WHAT IS REQUIRED:
Continue the article about tree planting in Luskintyre from the point where it stops.

In a small community in NSW’s Hunter Valley, a tree change is underway with farmers and landcarers busy planting thousands of native trees and shrubs to enhance wildlife corridors and safeguard the future of threatened birds and wildlife.
The project for Luskintyre, a farming community near Maitland, has been made possible thanks to a $38,000 grant from the Landcare Led Bushfires Recovery Grants Program, and is being guided by the recently established Luskintyre Landcare group.
So far, 30 volunteers have spent over 300 hours planting trees and shrubs on and around nine farms to help threatened birds like the Critically Endangered Regent Honeyeater.
Their goal is to plant more than 10,000 trees to increase habitat and food resources for all native species, including mammals, birds, reptiles, amphibians and insects that have been displaced by land clearing or bushfires and who depend on the diverse vegetation structure.
The project site closely borders habitat that is used by the threatened Regent Honeyeater and Swift Parrot. Further plantings of suitable species will give more habitat to help the survival of these birds and other wildlife,” explained John Schultz, Luskintyre Landcare president.”
When early explorers arrived in this part of the Hunter Valley, it was richly timbered. But then the Luskintyre area was logged and cleared for agricultural use. It is now largely bare of trees and shrubs, and ephemeral waterways are also devoid of natural species because of grazing management.
Increased urbanisation in Maitland’s City Council area, one of the fastest growing areas in the state, hasn’t helped either, pushing wildlife to its limits with reduced habitat and food sources available.
But the trees should make a difference. To date, 6,000 have been planted with more native plants on the way for planting in the coming months. Spotted Gum, Ironbarks, Hakeas and Wattles are just a few of the varieties being planted.

DATA:
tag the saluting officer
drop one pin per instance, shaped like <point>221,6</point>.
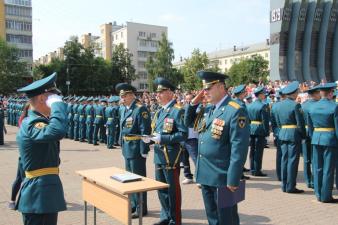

OUTPUT FOR THIS TASK:
The bushfire funding will help extend two existing wildlife corridors, allow volunteers to revegetate around two areas of the Hunter River, one of which is zoned E2 (Environmental Conservation), and create stepping stones of habitat across nine farms, covering approximately 15 hectares.
The trees will also help make the soil richer and more productive for the farms.
Because of the coronavirus pandemic, each property owner has been planting out their own trees with no outside help. As restrictions have lifted, more volunteers have been able to get involved,” said Mr Schultz.
He said the project has really brought the community together and has been good for peoples’ wellbeing.
“In the 18 months since forming our group, our numbers have doubled, with new members joining each month.”
The Hunter Region Landcare Network (hunterlandcare.org.au) provided support in establishing the group, sourcing funding and getting projects on the ground. They provided volunteers teams to help plant the trees in Luskintyre.
Funded by the Australian Government, the $14million Landcare Led Bushfire Recovery Grants are supporting 111 projects in regions impacted by the Black Summer bushfires of 2019/2020.